— To do —
The answer must be every line below that contains the string "warning".

— Source data —
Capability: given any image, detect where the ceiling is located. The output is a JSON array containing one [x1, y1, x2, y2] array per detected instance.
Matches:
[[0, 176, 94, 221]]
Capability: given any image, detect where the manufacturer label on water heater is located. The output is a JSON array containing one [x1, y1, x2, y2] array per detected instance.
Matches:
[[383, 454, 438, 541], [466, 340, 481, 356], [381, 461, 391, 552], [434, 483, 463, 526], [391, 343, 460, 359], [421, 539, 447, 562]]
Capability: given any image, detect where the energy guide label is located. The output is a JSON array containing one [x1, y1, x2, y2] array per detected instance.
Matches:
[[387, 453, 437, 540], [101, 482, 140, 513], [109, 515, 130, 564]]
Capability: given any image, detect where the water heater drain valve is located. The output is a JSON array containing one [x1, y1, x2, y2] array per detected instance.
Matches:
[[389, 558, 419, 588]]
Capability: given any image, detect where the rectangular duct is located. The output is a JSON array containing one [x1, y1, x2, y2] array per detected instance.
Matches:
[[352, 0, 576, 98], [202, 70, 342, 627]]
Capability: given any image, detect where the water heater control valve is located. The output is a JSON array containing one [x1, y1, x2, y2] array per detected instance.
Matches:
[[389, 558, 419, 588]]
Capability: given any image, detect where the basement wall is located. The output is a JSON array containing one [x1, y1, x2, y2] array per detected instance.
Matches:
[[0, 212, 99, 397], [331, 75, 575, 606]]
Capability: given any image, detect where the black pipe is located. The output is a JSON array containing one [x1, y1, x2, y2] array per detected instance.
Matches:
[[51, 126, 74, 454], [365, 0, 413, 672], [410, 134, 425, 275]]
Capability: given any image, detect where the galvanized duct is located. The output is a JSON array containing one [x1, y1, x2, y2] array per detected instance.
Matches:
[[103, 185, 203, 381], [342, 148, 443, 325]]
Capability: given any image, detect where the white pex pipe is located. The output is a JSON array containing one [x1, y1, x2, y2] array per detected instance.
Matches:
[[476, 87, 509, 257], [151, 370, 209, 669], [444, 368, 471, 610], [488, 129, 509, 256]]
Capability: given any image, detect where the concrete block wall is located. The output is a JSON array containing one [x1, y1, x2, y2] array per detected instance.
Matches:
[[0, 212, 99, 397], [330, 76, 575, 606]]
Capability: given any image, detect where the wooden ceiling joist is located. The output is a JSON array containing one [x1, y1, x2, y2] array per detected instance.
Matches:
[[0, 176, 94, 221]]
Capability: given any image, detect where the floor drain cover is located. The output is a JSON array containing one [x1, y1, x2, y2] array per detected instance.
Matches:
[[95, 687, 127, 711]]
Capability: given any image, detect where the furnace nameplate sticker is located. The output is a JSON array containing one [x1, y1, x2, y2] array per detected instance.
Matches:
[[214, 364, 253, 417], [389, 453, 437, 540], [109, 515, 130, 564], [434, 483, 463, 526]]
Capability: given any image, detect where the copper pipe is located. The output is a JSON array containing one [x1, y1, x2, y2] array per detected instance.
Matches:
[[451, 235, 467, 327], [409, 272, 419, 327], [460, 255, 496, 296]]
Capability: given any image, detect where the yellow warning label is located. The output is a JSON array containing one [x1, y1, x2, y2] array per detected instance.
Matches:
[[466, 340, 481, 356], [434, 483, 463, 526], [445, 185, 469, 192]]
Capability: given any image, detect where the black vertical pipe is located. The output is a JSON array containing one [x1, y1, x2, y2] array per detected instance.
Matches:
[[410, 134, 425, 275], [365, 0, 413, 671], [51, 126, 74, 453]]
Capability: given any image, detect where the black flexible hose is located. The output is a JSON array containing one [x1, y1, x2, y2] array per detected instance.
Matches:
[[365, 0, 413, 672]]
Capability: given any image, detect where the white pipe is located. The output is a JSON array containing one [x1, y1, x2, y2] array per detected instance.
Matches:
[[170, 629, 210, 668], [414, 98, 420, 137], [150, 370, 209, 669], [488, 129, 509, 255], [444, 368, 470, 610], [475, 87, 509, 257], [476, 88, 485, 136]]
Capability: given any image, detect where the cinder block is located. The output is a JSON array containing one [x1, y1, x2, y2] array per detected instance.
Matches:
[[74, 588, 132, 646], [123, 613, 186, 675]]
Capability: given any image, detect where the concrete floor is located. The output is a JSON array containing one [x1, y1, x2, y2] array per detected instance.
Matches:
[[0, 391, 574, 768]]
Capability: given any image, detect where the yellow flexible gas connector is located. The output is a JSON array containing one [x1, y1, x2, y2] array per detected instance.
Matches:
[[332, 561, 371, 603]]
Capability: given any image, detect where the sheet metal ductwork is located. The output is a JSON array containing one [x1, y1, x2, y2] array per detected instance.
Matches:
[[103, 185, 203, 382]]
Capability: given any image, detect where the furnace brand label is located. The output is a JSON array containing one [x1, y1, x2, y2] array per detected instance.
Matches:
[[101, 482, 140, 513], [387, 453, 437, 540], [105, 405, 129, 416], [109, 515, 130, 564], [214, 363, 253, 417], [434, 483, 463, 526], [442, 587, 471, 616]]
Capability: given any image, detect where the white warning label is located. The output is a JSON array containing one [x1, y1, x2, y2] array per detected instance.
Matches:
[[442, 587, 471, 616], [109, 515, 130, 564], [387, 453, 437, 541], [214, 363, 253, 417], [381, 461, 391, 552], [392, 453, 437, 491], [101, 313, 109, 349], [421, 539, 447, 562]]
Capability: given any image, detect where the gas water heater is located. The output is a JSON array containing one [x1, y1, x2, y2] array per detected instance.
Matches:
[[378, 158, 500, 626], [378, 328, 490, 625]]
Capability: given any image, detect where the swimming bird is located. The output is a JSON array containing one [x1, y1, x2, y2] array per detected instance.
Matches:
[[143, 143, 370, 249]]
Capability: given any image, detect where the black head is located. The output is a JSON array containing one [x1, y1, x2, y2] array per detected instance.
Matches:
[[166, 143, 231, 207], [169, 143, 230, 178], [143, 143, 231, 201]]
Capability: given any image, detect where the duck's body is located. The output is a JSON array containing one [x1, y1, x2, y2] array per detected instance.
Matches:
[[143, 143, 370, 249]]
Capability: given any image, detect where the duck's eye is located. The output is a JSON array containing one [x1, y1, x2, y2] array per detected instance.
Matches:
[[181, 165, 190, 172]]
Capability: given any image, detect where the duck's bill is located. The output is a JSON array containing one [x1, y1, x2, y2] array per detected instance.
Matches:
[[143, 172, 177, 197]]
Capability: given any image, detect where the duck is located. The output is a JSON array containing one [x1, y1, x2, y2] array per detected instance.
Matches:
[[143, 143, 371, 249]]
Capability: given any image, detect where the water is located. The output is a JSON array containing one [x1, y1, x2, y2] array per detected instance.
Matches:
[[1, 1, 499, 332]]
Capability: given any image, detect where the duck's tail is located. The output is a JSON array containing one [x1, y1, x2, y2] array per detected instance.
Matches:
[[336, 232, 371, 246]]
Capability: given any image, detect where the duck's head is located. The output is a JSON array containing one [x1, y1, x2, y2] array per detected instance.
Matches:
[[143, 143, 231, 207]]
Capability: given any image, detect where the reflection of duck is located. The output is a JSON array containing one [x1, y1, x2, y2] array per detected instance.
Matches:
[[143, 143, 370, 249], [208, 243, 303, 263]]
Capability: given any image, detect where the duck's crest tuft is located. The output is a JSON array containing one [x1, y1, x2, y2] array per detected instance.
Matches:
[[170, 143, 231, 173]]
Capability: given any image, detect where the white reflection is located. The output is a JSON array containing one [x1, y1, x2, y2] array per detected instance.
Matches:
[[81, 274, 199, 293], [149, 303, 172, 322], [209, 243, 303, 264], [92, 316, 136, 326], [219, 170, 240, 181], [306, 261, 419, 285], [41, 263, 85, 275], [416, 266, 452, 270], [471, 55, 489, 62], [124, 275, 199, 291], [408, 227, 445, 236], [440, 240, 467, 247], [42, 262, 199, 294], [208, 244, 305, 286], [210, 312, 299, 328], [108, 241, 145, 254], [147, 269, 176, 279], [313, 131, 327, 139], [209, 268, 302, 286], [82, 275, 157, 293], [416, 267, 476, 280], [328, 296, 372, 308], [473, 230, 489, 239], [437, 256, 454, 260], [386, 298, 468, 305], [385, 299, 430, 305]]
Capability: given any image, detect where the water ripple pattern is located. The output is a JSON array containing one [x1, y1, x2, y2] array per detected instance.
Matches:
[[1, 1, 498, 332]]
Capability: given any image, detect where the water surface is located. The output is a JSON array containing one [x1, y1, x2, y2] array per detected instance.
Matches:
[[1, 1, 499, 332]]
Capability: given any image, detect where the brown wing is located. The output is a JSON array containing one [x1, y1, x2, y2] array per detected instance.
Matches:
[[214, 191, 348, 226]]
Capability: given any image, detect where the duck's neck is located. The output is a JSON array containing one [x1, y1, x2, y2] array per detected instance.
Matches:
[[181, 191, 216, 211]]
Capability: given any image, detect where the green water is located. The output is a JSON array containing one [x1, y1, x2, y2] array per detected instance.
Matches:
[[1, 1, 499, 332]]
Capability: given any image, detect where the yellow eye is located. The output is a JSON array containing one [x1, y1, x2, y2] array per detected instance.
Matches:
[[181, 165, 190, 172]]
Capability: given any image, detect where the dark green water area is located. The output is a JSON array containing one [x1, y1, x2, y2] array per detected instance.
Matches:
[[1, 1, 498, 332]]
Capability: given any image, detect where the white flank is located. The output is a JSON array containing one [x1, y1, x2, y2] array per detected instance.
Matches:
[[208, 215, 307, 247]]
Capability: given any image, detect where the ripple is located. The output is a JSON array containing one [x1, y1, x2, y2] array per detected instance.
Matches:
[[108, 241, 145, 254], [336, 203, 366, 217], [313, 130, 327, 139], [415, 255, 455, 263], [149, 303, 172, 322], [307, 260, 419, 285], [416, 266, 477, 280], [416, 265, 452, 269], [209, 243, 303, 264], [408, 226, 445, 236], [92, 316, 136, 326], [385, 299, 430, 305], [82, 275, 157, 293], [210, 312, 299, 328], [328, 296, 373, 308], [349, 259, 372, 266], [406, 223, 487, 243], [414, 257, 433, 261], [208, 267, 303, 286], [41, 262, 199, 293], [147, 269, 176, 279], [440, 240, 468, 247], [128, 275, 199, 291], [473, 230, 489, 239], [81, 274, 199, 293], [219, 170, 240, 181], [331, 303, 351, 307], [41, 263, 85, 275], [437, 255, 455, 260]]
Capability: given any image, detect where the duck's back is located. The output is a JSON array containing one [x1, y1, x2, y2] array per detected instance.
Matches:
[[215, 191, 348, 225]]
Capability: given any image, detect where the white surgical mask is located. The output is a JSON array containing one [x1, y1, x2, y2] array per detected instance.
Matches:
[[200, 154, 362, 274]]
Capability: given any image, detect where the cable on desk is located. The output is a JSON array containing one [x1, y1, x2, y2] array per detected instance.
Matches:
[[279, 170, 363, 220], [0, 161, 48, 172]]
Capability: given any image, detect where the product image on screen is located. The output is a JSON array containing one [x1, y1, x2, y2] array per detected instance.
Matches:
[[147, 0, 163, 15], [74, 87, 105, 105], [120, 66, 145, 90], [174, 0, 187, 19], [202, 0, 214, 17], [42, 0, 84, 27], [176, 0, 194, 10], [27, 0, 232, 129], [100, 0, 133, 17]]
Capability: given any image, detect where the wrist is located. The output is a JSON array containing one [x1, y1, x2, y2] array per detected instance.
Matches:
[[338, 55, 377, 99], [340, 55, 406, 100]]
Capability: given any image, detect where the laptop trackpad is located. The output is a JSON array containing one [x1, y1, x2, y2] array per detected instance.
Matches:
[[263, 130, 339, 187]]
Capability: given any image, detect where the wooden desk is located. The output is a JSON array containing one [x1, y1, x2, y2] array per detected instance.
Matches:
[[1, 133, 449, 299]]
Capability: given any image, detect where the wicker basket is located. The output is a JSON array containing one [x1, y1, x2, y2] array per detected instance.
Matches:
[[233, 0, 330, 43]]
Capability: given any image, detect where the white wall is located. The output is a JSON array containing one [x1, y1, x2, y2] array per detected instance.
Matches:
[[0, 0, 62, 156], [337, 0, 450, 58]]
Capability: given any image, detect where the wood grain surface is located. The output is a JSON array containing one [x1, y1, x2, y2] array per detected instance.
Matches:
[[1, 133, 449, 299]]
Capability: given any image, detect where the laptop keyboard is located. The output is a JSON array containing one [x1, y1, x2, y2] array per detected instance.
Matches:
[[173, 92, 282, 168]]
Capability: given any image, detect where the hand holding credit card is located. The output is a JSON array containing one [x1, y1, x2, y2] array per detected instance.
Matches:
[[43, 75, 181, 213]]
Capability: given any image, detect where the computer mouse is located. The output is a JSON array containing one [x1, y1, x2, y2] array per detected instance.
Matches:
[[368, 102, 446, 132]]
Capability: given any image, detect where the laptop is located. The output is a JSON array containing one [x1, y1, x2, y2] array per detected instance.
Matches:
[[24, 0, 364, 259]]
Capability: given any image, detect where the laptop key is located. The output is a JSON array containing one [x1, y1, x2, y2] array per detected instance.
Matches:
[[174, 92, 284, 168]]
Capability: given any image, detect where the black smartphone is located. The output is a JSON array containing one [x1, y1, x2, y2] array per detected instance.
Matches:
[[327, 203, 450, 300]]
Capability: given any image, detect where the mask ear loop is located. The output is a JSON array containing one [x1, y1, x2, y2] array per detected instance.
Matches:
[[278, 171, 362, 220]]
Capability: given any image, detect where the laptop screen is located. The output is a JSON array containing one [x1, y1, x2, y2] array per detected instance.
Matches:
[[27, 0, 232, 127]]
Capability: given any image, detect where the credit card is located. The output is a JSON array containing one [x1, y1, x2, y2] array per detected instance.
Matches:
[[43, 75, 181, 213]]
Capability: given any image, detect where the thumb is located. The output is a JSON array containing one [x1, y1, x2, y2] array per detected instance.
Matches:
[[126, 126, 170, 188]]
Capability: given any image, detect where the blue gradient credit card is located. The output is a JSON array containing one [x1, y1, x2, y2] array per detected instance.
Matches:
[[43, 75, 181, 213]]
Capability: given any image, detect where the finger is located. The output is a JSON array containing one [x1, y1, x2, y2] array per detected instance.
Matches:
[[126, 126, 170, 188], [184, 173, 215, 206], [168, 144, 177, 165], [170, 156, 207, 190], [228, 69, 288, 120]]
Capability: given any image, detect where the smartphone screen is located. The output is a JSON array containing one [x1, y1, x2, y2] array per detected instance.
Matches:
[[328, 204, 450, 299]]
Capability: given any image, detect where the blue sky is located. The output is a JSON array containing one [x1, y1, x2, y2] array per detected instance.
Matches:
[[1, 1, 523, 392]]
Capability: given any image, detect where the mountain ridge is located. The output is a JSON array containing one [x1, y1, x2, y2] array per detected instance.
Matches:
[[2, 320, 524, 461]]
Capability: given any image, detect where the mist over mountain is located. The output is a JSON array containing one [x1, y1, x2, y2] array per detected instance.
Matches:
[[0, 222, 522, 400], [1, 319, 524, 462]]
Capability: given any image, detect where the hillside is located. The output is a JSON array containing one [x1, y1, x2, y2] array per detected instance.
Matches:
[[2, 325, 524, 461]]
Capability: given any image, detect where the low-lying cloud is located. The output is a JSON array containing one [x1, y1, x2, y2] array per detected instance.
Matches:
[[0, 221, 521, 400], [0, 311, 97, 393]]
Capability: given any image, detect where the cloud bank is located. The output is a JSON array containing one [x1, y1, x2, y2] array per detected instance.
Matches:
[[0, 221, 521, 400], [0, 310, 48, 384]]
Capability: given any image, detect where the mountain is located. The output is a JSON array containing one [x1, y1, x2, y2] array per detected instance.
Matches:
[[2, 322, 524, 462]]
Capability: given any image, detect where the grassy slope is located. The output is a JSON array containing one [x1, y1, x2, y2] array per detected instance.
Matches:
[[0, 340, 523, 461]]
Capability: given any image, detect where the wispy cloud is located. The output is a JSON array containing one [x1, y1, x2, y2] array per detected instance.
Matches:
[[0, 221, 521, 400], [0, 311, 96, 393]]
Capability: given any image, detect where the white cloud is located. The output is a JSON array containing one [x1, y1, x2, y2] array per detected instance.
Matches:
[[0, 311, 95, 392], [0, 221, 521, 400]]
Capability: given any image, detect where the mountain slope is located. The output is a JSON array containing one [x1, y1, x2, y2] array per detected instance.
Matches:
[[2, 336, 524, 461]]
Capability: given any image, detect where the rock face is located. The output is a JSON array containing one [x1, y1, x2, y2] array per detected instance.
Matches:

— Exercise output —
Capability: given any image, detect where the yellow warning label is located. The output is a JSON array containing one [x1, y1, x2, y2] array per detected instance.
Capability: given any image, detect where the white warning label is located. The output is a JSON array containing one [x1, y1, x2, y2] array per detected instance.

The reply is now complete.